> FRAGMENTO DEL TEXTO
_____

Padre Juanjo, lo felicito por su sección semanal. Me gustaría que nos platique un poco sobre Santo Tomás de Aquino. Nataly Grimaldo, Santa Catarina
Estimada Nataly, con gusto te comparto en forma muy breve la semblanza de Santo Tomás de Aquino, Doctor de la Iglesia, y te invito a mantener tu interés por la vida y obra de los santos, quienes son un ejemplo de la vida cristiana que Jesucristo nuestro Señor, nos llama a vivir cada día.
Tomás nace en Italia cerca de Nápoles en una familia muy numerosa de la aristocracia de ese tiempo.
Sus primeros estudios los realiza en el Monte Casino, en un convento Benedictino muy famosos de su época.
Allí recibe de los monjes enseñanzas valiosas como el amor al silencio y a la oración.
Más adelante continúa sus estudios en la Universidad de Nápoles donde conoce a los padres Dominicos, se entusiasma por esta congregación y decide hacerse religioso.
Tomás encontró la oposición total de su familia, situación que lo lleva a tenerlo prácticamente encarcelado por dos años, tiempo que aprovecha para estudiar la Biblia y aprenderse versículos enteros de memoria, además de estudiar un tratado de Teología.
Ante la perseverancia de Tomás finalmente, a la edad de 19 años, ingresa en la orden de los Dominicos.
A los 27 años se convierte en profesor de la Universidad de París. Sus compañeros decían de él: “La ciencia de Tomás es muy grande, pero lo es más su piedad”.
Por ese tiempo comenzó a escribir sus obras acerca del libro de Isaías y comentarios acerca del Evangelio según San Mateo, así como la Suma contra los Gentiles.
Era tanta su fama que el Papa lo manda llamar a Italia y durante varios años, se dedica a recorrer el país enseñando y predicando, además de contribuir en la formación en el Colegio Pontificio de Roma.
Su obra más famosa es “La Suma Teológica”, obra portentosa de catorce tomos en donde explica las enseñanzas de la Iglesia Católica basándose en las Sagradas Escrituras, tratados de teología, filosofía y doctrina de los santos.
Cabe mencionar que Santo Tomás logró que la filosofía de Aristóteles fuera parte de las enseñanzas de los católicos.
Cuenta una tradición que el crucifijo le habló para decirle: “Has hablado bien de Mí Tomás, ¿qué deseas a cambio? Y el santo respondió: “Señor lo único que quiero es amarte mucho y agradarte”.
Los escritos de Santo Tomás son tan importantes que en el Concilio de Trento había tres libros principales para consulta: la Biblia, los decretos de los Papas y la Suma Teológica de Santo Tomás.
Era tal el amor que Santo Tomás tenía a la oración y a estar a solas con Dios, que en más de una ocasión aseguró que él había aprendido más arrodillándose ante un crucifijo que con la lectura de los libros.
Su devoción a la Virgen María fue también distintivo de su persona; de hecho también nos dejó como legado un tratado acerca del Ave María.
Este amor a la Madre de Dios, fue sin duda lo que le ayudó a vivir humildemente a pesar de su gran inteligencia; cuentan que siempre exponía sus argumentos con gran calma, sin ofender a nadie y sin trata de imponer sus ideas.
Santo Tomás consideraba muere un 7 de marzo de 1274, cuando iba de camino al Concilio de Lyon.
Fue declarado Santo en 1323 y sus restos fueron llevados solemnemente a la Catedral de Tolouse.
Que Dios nos conceda a todos una semana llena de su amor y bendición.

_____

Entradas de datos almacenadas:
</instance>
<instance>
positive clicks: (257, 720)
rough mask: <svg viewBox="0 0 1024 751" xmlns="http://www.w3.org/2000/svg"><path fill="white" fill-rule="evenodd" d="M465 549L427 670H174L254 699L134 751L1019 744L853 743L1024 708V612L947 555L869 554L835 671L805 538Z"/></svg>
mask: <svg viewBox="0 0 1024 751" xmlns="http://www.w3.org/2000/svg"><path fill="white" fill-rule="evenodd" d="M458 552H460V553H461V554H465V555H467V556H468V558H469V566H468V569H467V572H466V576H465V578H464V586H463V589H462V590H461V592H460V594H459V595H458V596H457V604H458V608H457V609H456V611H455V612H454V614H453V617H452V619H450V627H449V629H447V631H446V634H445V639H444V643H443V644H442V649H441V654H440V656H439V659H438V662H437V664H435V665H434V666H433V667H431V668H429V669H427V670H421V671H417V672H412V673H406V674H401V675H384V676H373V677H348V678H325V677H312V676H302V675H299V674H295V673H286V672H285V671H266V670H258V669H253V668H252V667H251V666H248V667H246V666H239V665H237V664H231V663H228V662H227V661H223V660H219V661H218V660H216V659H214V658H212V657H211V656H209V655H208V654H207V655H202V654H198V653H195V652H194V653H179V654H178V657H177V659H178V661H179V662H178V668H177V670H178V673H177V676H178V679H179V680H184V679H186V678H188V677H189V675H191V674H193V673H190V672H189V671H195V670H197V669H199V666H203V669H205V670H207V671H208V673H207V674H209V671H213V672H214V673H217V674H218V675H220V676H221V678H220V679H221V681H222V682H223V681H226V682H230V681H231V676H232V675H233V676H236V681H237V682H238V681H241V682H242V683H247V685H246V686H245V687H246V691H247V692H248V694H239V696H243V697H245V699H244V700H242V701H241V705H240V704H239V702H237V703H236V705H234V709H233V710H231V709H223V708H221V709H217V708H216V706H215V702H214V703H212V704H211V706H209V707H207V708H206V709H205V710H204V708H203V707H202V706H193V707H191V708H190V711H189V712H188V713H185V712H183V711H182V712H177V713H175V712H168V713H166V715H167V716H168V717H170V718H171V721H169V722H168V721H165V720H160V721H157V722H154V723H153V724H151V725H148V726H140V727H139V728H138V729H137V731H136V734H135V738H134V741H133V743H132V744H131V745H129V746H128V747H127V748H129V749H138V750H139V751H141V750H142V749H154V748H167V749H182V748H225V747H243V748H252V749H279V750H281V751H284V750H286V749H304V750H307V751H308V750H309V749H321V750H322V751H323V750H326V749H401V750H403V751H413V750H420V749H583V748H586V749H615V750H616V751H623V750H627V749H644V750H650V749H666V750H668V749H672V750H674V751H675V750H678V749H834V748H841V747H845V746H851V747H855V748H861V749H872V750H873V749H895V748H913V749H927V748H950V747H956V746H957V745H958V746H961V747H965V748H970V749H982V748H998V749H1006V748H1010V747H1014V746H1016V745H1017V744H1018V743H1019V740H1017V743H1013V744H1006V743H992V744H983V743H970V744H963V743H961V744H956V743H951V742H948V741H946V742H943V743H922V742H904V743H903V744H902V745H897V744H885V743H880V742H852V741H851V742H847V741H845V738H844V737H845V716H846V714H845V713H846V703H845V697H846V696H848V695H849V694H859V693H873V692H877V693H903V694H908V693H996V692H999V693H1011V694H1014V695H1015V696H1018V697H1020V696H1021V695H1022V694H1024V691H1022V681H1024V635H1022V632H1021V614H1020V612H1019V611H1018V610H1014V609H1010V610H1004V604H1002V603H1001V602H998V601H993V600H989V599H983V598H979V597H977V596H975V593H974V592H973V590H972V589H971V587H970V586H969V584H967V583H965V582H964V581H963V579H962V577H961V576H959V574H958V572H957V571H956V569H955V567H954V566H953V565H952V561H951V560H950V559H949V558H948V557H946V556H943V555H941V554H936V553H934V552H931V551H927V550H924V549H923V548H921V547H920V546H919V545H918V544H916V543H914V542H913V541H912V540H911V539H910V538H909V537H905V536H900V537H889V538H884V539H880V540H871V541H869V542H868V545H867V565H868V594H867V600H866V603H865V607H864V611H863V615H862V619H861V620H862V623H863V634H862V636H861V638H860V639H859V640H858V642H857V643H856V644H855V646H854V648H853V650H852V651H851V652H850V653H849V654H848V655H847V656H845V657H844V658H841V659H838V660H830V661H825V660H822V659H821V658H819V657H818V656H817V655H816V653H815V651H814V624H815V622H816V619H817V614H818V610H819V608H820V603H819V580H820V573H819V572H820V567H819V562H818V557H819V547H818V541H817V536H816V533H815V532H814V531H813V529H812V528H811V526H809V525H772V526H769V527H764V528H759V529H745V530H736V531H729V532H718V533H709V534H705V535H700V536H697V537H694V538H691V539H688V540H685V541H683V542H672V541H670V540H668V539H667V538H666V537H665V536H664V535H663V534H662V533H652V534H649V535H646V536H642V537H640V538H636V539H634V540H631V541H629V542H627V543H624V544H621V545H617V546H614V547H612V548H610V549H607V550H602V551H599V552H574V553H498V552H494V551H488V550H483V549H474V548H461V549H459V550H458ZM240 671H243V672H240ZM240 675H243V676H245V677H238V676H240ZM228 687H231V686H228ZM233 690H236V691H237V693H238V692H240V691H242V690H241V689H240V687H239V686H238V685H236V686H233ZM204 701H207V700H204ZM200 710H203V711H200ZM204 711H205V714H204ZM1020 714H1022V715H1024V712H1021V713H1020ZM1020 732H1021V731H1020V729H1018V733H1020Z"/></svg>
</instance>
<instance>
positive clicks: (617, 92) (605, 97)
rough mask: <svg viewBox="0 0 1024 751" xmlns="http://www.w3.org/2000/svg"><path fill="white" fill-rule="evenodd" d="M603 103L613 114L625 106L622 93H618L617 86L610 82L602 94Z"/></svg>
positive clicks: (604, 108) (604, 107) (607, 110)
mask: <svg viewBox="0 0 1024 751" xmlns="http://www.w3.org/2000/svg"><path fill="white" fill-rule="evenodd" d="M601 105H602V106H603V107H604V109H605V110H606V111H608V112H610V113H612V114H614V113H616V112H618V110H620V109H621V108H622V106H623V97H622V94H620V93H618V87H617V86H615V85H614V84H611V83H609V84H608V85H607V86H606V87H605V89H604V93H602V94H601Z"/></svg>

_____

> CONSIGNA 1
Enumere los tres libros que, según la semblanza de Santo Tomás de Aquino, servían de consulta principal en el Concilio de Trento.
> CONSIGNA 2
Cite textualmente el pasaje de la semblanza de Santo Tomás de Aquino que empieza en "Cuenta una tradición" y concluye en "de Santo Tomás.".

> RESULTADO DEL EJERCICIO 1
La Biblia, los decretos de los Papas y la Suma Teológica de Santo Tomás.

> RESULTADO DEL EJERCICIO 2
Cuenta una tradición que el crucifijo le habló para decirle: “Has hablado bien de Mí Tomás, ¿qué deseas a cambio? Y el santo respondió: “Señor lo único que quiero es amarte mucho y agradarte”.
Los escritos de Santo Tomás son tan importantes que en el Concilio de Trento había tres libros principales para consulta: la Biblia, los decretos de los Papas y la Suma Teológica de Santo Tomás.